== QUOTED PASSAGE ==

Ecstasy Use and Policy Responses in the Netherlands

By Spruit, Inge P. | Journal of Drug Issues, Summer 1999 | Go to article overview

Ecstasy Use and Policy Responses in the Netherlands


Spruit, Inge P., Journal of Drug Issues


During the last 25 years, the Netherlands has attempted to achieve a balanced, two-track, public health and justice policy on drugs. This paper considers the implementation of that policy for ecstasy, a drug that has gained popularity throughout Europe during this decade. Prevention is the Dutch government's primary policy aim. Research, monitoring, and registration are important foundations for the public health aspects of Dutch policy. Important policy instruments include the development of regulations directed towards reductions in the environmental risks posed by house parties and efforts to educate users and non-users about the drug. The justice elements of Dutch ecstasy policy include the outlawing of compounds (since 1988), passing new criminal legislation, and enhancing national and international co-operative enforcement efforts. In 1996, the Public Prosecutor reviewed the criminal investigation and prosecution policy and ordained that all hard drugs (predominantly heroin, cocaine, and ecstasy) had to be criminally investigated and prosecuted along the same lines. Some public health and criminal justice elements of the national policy reinforce each other but others are conflicting. Policy efforts are directed towards the continuing process of maintaining a balance between these approaches and the control of conflicting interests.

== MATERIAL FOR THE TASK ==
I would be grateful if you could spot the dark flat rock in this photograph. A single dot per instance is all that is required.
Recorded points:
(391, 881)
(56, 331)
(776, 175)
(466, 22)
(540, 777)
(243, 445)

== EXERCISE REQUIREMENTS ==
1. Reproduce the listing that follows the passage on Dutch ecstasy policy in full, line by line and without any alteration.
2. Continue the passage on ecstasy use and policy responses in the Netherlands from the point at which it ends.

== ANSWERS TO EACH TASK ==
1.
I would be grateful if you could spot the dark flat rock in this photograph. A single dot per instance is all that is required.
Recorded points:
(391, 881)
(56, 331)
(776, 175)
(466, 22)
(540, 777)
(243, 445)

2.
INTRODUCTION

As has been typical of many new drugs, ecstasy first appeared in Amsterdam (in the late 1980s) after first being discovered by substance trendsetters in the United States. At that time, it had a "candlelight" image as a drug best taken at home with a few intimate friends that would make one feel peaceful and loving. It soon became an option for those who wanted to use a relatively harmless, "light," social drug. The placement of ecstasy on Schedule I (Schedule I is reserved for "hard drugs" like opiates and cocaine; only cannabis is placed on Schedule 11, the "soft drugs" list) in 1988 was based on evidence of large-scale production and trading; however, it was also thought to have been largely a political act, of symbolic importance for smoothing international governmental relations.

A rapid and steep increase in ecstasy use occurred when the substance became popular as a party or dance drug. It soon was indelibly associated with house or rave parties (the terms refer to acid house music), discotheques, and large-scale festival events, although ecstasy was also used outside the party and nightclub circuit. As had been observed in other countries (Garnella, 1997), its growing popularity in the Netherlands was at least partially determined by the popular image of what it was not. For example, it was not viewed as a drug for losers like heroin junkies, nor an addictive and ego-centering drug like cocaine, nor as an hallucinogen like LSD, nor unpleasantly "speedy" like amphetamine. Unlike these negative images, ecstasy was generally believed to be relatively harmless, a party drug that could be taken without endangering oneself or others (Nabben, 1998).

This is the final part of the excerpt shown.